* Start *

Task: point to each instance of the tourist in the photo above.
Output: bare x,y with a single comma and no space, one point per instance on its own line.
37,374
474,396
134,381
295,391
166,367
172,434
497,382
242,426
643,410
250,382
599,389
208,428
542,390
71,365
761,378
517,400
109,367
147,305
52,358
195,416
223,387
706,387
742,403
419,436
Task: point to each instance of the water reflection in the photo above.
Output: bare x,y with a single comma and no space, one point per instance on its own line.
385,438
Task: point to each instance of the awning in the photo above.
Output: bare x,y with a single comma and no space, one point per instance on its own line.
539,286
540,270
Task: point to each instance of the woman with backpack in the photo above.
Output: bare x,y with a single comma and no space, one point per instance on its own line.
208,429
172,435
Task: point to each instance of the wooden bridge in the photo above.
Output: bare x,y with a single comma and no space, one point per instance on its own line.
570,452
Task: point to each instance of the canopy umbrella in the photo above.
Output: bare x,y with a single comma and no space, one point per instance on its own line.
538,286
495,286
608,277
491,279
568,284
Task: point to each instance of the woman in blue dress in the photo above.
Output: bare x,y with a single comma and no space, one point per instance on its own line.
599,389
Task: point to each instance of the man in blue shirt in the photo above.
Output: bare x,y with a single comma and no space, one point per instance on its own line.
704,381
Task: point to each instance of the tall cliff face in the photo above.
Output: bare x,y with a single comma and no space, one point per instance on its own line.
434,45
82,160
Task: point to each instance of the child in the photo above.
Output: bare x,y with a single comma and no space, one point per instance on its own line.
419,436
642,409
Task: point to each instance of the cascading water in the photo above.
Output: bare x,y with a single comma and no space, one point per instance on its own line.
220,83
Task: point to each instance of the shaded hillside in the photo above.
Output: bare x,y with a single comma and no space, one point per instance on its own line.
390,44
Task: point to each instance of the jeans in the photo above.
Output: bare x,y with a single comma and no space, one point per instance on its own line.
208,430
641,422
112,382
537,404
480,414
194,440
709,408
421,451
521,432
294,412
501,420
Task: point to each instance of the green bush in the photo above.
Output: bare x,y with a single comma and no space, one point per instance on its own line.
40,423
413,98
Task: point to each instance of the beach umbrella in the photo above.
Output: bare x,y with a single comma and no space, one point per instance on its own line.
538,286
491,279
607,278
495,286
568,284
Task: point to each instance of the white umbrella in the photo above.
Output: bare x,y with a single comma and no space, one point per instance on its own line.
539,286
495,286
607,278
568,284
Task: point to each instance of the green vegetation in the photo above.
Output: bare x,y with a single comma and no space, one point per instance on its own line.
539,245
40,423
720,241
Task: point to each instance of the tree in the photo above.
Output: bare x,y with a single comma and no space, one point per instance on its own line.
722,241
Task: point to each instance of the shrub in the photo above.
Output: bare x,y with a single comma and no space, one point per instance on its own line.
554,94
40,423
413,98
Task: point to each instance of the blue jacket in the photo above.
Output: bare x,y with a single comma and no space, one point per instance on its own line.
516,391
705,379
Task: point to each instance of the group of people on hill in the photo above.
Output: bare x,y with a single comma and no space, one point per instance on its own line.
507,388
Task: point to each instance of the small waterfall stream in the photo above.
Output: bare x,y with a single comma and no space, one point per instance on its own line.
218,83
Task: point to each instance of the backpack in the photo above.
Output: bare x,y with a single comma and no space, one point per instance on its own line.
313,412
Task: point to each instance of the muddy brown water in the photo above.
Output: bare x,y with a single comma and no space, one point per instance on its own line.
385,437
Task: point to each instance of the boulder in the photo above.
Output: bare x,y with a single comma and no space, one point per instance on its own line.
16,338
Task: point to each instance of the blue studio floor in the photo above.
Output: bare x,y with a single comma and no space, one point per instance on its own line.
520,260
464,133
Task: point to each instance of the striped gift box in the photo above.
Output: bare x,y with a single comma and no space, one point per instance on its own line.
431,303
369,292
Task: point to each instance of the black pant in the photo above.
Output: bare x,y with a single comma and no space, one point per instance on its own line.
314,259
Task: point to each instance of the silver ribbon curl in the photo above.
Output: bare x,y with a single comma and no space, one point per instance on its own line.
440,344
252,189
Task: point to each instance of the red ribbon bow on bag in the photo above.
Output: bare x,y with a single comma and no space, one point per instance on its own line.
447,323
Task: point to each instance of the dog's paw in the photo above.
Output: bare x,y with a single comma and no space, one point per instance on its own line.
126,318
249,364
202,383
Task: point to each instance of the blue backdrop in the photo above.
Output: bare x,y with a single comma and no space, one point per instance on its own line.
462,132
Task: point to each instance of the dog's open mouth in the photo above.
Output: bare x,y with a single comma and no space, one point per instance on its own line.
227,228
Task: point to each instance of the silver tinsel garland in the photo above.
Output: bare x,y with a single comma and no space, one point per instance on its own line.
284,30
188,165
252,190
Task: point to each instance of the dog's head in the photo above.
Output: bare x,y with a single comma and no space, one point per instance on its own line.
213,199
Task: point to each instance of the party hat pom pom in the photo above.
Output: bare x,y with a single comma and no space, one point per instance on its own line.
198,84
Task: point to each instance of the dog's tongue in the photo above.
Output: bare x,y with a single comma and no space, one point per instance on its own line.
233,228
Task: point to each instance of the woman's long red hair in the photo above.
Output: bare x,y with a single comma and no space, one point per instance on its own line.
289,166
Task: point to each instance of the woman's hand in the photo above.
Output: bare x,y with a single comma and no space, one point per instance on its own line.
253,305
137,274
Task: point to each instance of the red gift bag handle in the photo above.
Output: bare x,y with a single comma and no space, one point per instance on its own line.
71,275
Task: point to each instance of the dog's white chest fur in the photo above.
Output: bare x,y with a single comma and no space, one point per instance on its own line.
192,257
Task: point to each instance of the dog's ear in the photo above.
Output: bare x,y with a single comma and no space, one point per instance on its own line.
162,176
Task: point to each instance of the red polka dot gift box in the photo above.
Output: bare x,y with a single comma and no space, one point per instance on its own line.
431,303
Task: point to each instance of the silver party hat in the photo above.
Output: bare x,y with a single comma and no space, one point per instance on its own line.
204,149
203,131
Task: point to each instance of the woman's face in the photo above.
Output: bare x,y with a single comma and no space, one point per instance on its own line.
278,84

* End *

### What needs to be done
Print the material once more, exactly.

### Reply to the exercise
Task: point to each instance of the tourist in the photo above.
Output: bare x,y with a single comma and no space, one point per instance on its own line.
37,374
474,396
134,381
295,391
166,367
172,434
497,382
242,426
643,410
250,382
599,389
208,428
542,390
71,365
761,378
517,400
109,367
147,305
52,358
195,416
223,387
706,387
742,403
419,436
Task: point to each instance of the water reflection in the photo above.
Output: bare x,y with a single comma and no space, one point per instance on its own line.
385,438
Task: point to each instance of the awning in the photo above.
Output: bare x,y with a single comma and no space, one point per instance on its own line.
539,286
540,270
Task: point to each instance of the woman with backpack in the photo above.
Output: bare x,y with a single comma and no space, one point per instance on its own line.
208,429
172,435
Task: point to each instance of the wooden bridge in the photo above.
Output: bare x,y with a single comma and no space, one point per instance on its own line.
570,452
Task: point to each instance of the canopy umbrella in the photo above.
Output: bare x,y with a single comma and no space, one point per instance on its own line.
538,286
495,286
608,277
491,279
568,284
Task: point to each instance of the woman in blue dress in the photo above.
Output: bare x,y with a single comma and no space, one point per instance on its own line.
599,389
Task: point to each instance of the man in blue shirt in the photo above.
Output: bare x,y with a single comma and no space, one point per instance on its own line.
704,381
Task: point to each instance of the tall cliff face in the photo above.
Output: bare x,y with a single comma and no space, one point per instance on its own line.
434,45
82,160
Task: point to each instance of the child in the photo above.
Output: bare x,y with a single comma and no space, one point per instance on its own line.
419,436
642,409
Task: point to each instance of the cascading water in the photo above.
Output: bare x,y with a single comma and no space, one point per instance on its own line.
220,83
Task: point to each instance of the shaded hillside in the photo above.
Output: bare x,y with a single comma and no space, one point per instance on its own line.
390,44
Task: point to each instance of the jeans in the photo above.
Output: bare x,y with a single comma and no space, one point per instance on its own line.
208,430
641,422
112,382
537,404
480,414
194,440
709,408
421,451
521,432
294,412
501,420
Task: point to each instance of the green bush in the photo above.
Output: bare x,y with a single comma and no space, one point per instance on its own line.
40,423
413,98
Task: point to each instance of the beach umbrella in the photo above.
Output: bare x,y with a single comma and no space, one point per instance on its own line.
538,286
491,279
607,278
495,286
568,284
Task: point to each instance of the white umbrella in the photo above.
Output: bare x,y with a single comma and no space, one point per instance on its own line.
539,286
495,286
607,278
568,284
Task: point to each instance of the green vegetation in the photo above.
Output: bare x,y with a single comma and no space, one point per instance on its own line.
539,245
40,423
720,241
Task: point to each instance of the tree in the photo above.
Output: bare x,y with a single comma and no space, one point per instance on its own line.
722,241
Task: point to each instance of the shrub in the photo above.
Output: bare x,y with a single comma and no space, one point per instance on its own line.
554,94
40,423
413,98
Task: point to each instance of the blue jacket in the photo above.
Output: bare x,y with a single comma and no space, one point per instance on its own line.
516,391
705,379
Task: point to each instance of the group of people on hill in the photo above.
Output: bare x,y with a single comma and no space, one point per instance on its own line.
507,388
Task: point to each instance of the small waterfall stream in the photo above.
Output: bare x,y with a single comma and no space, one point per instance on its own line.
218,83
Task: point to each instance of the backpack in the photo above.
Output: bare x,y with a single comma and no space, one point per instance on its own line.
313,412
Task: point to each instance of the muddy brown water in the photo above.
Output: bare x,y with a single comma and no space, one point per instance on its own line.
385,437
Task: point to each instance of the boulder in the photo above.
Output: bare x,y with a single comma and no space, one point per instance on its own line.
16,338
Task: point to each instance of the blue studio floor in the photo above.
Output: bare x,y with a single comma and no space, one point per instance on its own line.
520,260
464,133
Task: point to each instance of the striped gift box in the photo above.
Output: bare x,y with a single comma and no space, one point per instance on its own line.
431,303
369,292
Task: point to each instance of the black pant in the photo above.
Output: bare x,y with a single comma and no space, one point per instance on its own line.
314,259
Task: point to each instance of the silver ribbon curl in the photo above.
Output: bare x,y with a single comma and no space, one point per instance on its own line.
440,344
252,189
Task: point to each instance of the red ribbon bow on bag in the photo above.
Output: bare x,y with a single comma and no space, one point per instance on its own line.
447,323
Task: point to each instance of the dog's paw in the photo above.
Output: bare x,y with a single comma and no space, one point per instance on its own line.
126,318
249,364
202,383
Task: point to each instance of the blue backdrop in the photo above.
Output: bare x,y with a single comma and no space, one point per instance on its own line.
462,132
Task: point to each instance of the dog's open mouth in the photo above.
Output: bare x,y with a single comma and no space, one point per instance on its own line.
227,228
Task: point to each instance of the silver tinsel garland in the photo above.
Output: bare x,y with a single comma and no space, one point per instance on its own line.
284,30
188,165
252,190
Task: point to each instance of the dog's head in the photo above.
Output: bare x,y with a single comma and no space, one point per instance on its own line.
213,199
Task: point to each instance of the party hat pom pom in the photo above.
Output: bare x,y with a single comma and no space, one point per instance on its own line.
198,84
Task: point to each instance of the dog's tongue in the photo above.
Output: bare x,y with a single comma and no space, one point per instance on its own line.
233,228
Task: point to each instance of the woman's long red hair in the photo above.
Output: bare x,y with a single comma and no space, one point per instance on its own line.
289,166
Task: point to each instance of the woman's hand in the photo above.
Output: bare x,y with a single comma and no space, one point per instance on its own line.
253,305
137,274
Task: point to each instance of the red gift bag handle in the photo above.
Output: bare x,y with a single comma and no space, one point per instance on its own line.
71,275
Task: point to each instance of the dog's white chest fur in the photo above.
Output: bare x,y with a single comma and no space, one point per instance on its own line.
192,257
Task: point to each instance of the dog's ear in the photo above.
Output: bare x,y with a single comma and no space, one point per instance on its own line.
162,176
Task: point to each instance of the red polka dot gift box in the photo above.
Output: bare x,y with a single comma and no space, one point per instance on its own line.
431,303
Task: point to each instance of the silver party hat in the photo above.
Output: bare x,y with a single comma and no space, one point per instance on its own line.
204,149
203,131
Task: point to each instance of the woman's face in the photo above.
Output: bare x,y with a single comma and no space, one point per instance on its own line.
278,84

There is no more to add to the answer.